=== Instruksi A ===
Salin ulang baris-baris daftar di bawah ini tanpa perubahan apa pun, mulai dari baris yang memuat "Tell me if any shallow" hingga baris terakhir daftar.

=== Teks Bacaan ===

***

Tuesday 12 September 2017

Mengambil Hikmah dari Auditor Internal


Selasa, 12 September 2017. Hari ini ada kuliah pengganti dari mata kuliah Audit Internal, setelah pekan sebelumnya dosen berhalangan hadir. Pekan ini adalah pekan pertama pembahasan materi kuliah yang pada pertemuan terakhir telah diberikan garis besar rencana pembelajaran.

Dosen masuk dan perkuliahan pun dimulai. Satu kelompok ditunjuk untuk mempresentasikan materi hari ini. Sampai akhirnya presentasi pun usai dan dilanjutkan dengan diskusi yang dipandu oleh  dosen sendiri. Sebelum diskusi, beberapa penjelasan tambahan dan gambaran yang lebih detail terkait materi diberikan oleh dosen.

Materi hari ini terkait dengan sejarah dan latar belakang Audit Internal. Gambaran tentang posisi auditor internal dalam perusahaan dan hal-hal lain yang terkait dengan auditor internal memberikan sedikit banyak pelajaran atau hikmah yang bisa diimplementasikan dalam kehidupan sehari-hari sebagai seorang muslim dan seorang hamba kepada Sang Pencipta.

***

Catatan dari sumber data:
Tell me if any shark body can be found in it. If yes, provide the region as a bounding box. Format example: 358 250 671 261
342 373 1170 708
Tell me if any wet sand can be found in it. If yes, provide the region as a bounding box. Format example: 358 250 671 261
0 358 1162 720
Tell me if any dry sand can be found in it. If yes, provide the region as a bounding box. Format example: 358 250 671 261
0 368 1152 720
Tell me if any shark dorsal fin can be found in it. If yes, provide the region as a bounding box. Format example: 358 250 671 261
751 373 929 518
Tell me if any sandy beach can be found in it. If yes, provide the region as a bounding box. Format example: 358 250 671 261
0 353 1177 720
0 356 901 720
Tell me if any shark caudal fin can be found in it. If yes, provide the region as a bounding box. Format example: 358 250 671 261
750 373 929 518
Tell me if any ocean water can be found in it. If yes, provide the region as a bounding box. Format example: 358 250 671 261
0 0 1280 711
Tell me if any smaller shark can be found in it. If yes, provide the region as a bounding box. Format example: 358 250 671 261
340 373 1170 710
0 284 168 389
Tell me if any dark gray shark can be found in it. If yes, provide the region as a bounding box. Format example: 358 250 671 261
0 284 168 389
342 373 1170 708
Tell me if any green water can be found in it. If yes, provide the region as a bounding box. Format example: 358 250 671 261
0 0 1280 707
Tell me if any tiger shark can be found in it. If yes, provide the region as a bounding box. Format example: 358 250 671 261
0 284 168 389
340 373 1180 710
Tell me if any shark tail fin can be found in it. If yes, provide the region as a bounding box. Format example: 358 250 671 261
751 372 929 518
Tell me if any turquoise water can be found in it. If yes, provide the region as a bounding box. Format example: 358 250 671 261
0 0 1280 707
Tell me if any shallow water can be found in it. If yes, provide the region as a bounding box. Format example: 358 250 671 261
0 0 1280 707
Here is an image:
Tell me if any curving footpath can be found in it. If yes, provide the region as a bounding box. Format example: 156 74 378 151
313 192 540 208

***

=== Instruksi B ===
Ringkas paragraf dalam teks tentang kuliah Audit Internal yang diawali "Dosen masuk dan perkuliahan" menjadi dua kalimat saja.

=== Hasil Tugas A ===
Tell me if any shallow water can be found in it. If yes, provide the region as a bounding box. Format example: 358 250 671 261
0 0 1280 707
Here is an image:
Tell me if any curving footpath can be found in it. If yes, provide the region as a bounding box. Format example: 156 74 378 151
313 192 540 208

=== Hasil Tugas B ===
Setelah dosen masuk, satu kelompok yang ditunjuk mempresentasikan materi hari itu. Usai presentasi, dosen memberikan penjelasan tambahan dan gambaran yang lebih detail, lalu memandu diskusi.